** Data shown **
[Start of Attachment]
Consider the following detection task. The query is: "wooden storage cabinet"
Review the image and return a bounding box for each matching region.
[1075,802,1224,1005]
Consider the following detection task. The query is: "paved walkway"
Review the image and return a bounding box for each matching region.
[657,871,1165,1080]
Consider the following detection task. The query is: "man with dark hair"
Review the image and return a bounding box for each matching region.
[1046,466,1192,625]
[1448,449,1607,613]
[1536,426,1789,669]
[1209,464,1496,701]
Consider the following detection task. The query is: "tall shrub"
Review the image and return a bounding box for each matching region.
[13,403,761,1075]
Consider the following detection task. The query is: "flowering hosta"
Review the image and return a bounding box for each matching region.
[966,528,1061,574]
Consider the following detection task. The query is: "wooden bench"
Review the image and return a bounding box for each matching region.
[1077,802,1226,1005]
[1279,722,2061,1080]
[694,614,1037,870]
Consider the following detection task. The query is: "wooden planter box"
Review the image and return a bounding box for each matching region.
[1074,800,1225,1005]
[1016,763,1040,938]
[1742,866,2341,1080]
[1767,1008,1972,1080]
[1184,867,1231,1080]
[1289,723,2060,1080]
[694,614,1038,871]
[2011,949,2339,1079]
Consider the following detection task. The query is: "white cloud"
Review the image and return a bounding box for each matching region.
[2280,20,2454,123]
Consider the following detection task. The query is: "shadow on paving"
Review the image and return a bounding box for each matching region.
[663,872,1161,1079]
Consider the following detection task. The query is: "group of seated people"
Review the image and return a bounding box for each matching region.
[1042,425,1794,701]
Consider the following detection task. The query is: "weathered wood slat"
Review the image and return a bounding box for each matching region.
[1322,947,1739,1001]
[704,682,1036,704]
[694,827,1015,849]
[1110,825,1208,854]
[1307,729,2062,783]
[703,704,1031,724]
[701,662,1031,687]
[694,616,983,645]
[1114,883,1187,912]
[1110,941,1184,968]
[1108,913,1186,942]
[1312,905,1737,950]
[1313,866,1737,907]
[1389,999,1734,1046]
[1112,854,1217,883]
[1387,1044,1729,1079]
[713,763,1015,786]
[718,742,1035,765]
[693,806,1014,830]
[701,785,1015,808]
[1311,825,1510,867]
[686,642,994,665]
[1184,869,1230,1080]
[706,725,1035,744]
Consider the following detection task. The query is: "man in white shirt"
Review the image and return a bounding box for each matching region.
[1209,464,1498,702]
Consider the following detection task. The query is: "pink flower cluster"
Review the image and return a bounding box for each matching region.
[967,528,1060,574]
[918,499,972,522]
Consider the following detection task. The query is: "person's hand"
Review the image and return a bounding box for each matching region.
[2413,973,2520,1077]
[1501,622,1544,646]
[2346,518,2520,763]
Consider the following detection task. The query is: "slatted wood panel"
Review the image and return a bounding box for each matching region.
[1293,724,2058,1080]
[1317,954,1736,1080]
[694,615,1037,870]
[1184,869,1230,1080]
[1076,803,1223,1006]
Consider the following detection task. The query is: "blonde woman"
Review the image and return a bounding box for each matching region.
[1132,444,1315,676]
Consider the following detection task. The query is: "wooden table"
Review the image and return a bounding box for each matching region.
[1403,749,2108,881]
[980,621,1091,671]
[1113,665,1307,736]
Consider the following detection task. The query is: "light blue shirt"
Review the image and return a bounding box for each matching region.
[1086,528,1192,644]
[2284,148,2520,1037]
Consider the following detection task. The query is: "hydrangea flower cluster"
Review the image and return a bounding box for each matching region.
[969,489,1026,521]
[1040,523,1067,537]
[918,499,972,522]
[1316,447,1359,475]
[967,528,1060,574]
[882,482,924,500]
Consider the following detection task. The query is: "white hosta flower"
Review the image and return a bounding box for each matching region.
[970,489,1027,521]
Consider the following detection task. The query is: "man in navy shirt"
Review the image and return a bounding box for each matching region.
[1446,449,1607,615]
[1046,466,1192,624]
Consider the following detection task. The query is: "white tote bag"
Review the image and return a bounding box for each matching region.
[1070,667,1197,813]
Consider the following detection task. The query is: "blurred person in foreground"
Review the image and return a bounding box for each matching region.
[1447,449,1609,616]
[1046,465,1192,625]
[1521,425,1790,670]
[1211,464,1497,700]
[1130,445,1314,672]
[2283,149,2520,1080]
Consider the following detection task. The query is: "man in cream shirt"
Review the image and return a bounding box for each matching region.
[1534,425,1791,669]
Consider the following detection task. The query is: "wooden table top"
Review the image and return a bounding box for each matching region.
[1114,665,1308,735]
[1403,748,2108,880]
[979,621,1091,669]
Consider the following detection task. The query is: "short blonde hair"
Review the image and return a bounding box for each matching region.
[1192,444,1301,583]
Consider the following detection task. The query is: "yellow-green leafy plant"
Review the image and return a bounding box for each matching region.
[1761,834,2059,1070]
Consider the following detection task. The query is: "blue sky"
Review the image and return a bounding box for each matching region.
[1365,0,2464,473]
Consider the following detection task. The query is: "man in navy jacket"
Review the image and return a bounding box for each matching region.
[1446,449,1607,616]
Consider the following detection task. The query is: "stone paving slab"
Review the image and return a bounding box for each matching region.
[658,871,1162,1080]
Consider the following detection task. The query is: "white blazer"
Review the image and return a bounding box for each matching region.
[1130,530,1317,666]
[End of Attachment]
** Task brief **
Retype the records in full, keeping every word as it is.

** Result below **
Consider the following detection task. The query is: "wooden storage cabinet"
Review the image and return a bounding box for each matching region.
[1075,802,1224,1005]
Consider the following detection task. The query is: "paved walkway"
Review the image and return a bounding box for each matching region.
[657,871,1165,1080]
Consider the following detection task. The query is: "man with dark hair"
Review the image and return a bounding box for each matching region.
[1046,466,1192,625]
[1448,449,1607,613]
[1536,426,1789,669]
[1209,464,1496,701]
Consider the following detection task. The query is: "tall shrub"
Review the image and return a bounding box for each matching region.
[13,403,761,1075]
Consider the following detection task. The query is: "flowering hosta"
Review the image and return a bounding box for each matching region.
[966,528,1061,574]
Consider the following detection task. The query is: "wooden bench"
Review the image and return a bounding box for each matching region.
[1077,802,1226,1005]
[1279,722,2061,1080]
[694,614,1037,870]
Consider the following detection task. The query is: "wooden planter box"
Review the image and return a bounding box for each matching region.
[1074,800,1225,1005]
[1016,763,1040,938]
[1742,866,2341,1080]
[1767,1008,1972,1080]
[1184,867,1231,1080]
[1289,723,2060,1080]
[694,614,1038,871]
[2011,949,2339,1079]
Consider the following detection task. The query is: "white cloud"
Review the image and return a bounding box for each matching region.
[2280,20,2454,123]
Consider the following detection task. The query is: "shadow on paving"
Review the image and return a bounding box for each matching region.
[663,872,1161,1079]
Consider the following detection task. The query is: "group of seated people"
Review the image and return a bounding box for each matching region.
[1042,425,1794,701]
Consider the following detection task. The query is: "weathered wood slat"
Review the image and return a bounding box for each matching region.
[1322,947,1739,1001]
[704,682,1036,704]
[694,827,1015,849]
[1110,825,1208,854]
[1307,729,2062,783]
[703,704,1031,724]
[701,662,1031,687]
[694,616,983,645]
[1114,883,1187,912]
[1110,941,1184,968]
[1108,913,1186,942]
[1312,905,1737,950]
[1313,866,1737,907]
[1389,999,1734,1046]
[1112,854,1217,883]
[1387,1044,1729,1079]
[713,763,1015,786]
[718,742,1035,765]
[693,806,1014,830]
[701,785,1015,808]
[1311,825,1510,867]
[686,642,994,665]
[1184,869,1230,1080]
[706,725,1035,744]
Consider the following detection task. The query is: "man in white shirt"
Review the image and return a bounding box for each matching region.
[1209,464,1498,702]
Consider the following detection task. The query is: "pink flower cluster"
Review the image and return a bounding box for each matching region.
[967,528,1060,574]
[918,499,972,522]
Consider the following detection task. The query is: "person's hand"
Review the image and return a bounding box for each matching region.
[2413,973,2520,1077]
[1501,622,1544,646]
[2346,518,2520,763]
Consider the following detection task. The query is: "slatted wood panel"
Review the image and return a bounding box for each matching region.
[1293,724,2058,1080]
[1317,954,1736,1080]
[694,615,1037,870]
[1184,869,1230,1080]
[1076,803,1223,1006]
Consider the following detection task. The query is: "blonde woman"
Review the image and return a bounding box for each matching region.
[1132,444,1315,676]
Consider the following detection task. The query is: "wooden table"
Review the image and return a bounding box for each matching region.
[1403,749,2108,881]
[980,621,1091,671]
[1113,665,1307,736]
Consider the following detection task. The query is: "light blue shirt"
Review the image and return a bounding box for each matching region.
[1086,528,1192,644]
[2284,148,2520,1037]
Consider the following detection task. The query is: "hydrangea flower cluster"
Review the image and return a bounding box for each matching region.
[969,489,1026,521]
[1040,523,1067,537]
[918,499,972,522]
[1316,447,1359,475]
[967,528,1060,574]
[882,482,924,500]
Consider the following detection task. The query is: "white hosta flower"
Review the image and return a bounding box for each matching region.
[970,489,1027,521]
Consider the following detection task. The query is: "man in navy shirt"
Review the image and return a bounding box for each matching region.
[1446,449,1607,615]
[1046,466,1192,624]
Consider the following detection task. The query is: "white tote bag"
Review the image and return a bounding box for each matching region.
[1070,667,1197,813]
Consider the following detection task. The query is: "blurred person in foreground"
Review the image and return a bounding box for each matching region.
[1447,449,1609,616]
[1046,465,1192,625]
[1521,425,1790,670]
[1211,464,1497,700]
[1130,445,1314,672]
[2283,149,2520,1080]
Consider the following detection task. The query is: "man in cream shirt"
Review the image and return a bounding box for each matching region.
[1534,425,1791,669]
Consider the following detection task. The query is: "wooden table top"
Review the image and return a bounding box for each matching region.
[1114,665,1308,735]
[1403,748,2108,880]
[979,621,1091,669]
Consider the following detection task. The query is: "short blonde hair"
Review the image and return a bounding box for each matching region.
[1192,444,1301,583]
Consider the following detection task. The query is: "yellow-green leafy plant"
Review the image and return a bounding box for each matching region.
[1761,834,2059,1070]
Consider the following detection task. The query is: "blue sky"
Review the image and return a bounding box for each matching region.
[1365,0,2464,473]
Consider the following detection task. The query is: "man in navy jacket"
Review the image and return a bounding box for each matching region.
[1446,449,1607,616]
Consider the following detection task. The query is: "stone paving slab"
Review the image and return a bounding box for each matching region.
[658,871,1162,1080]
Consider the following detection task. The query is: "white blazer"
Review the image and return a bounding box for each matching region.
[1130,530,1317,666]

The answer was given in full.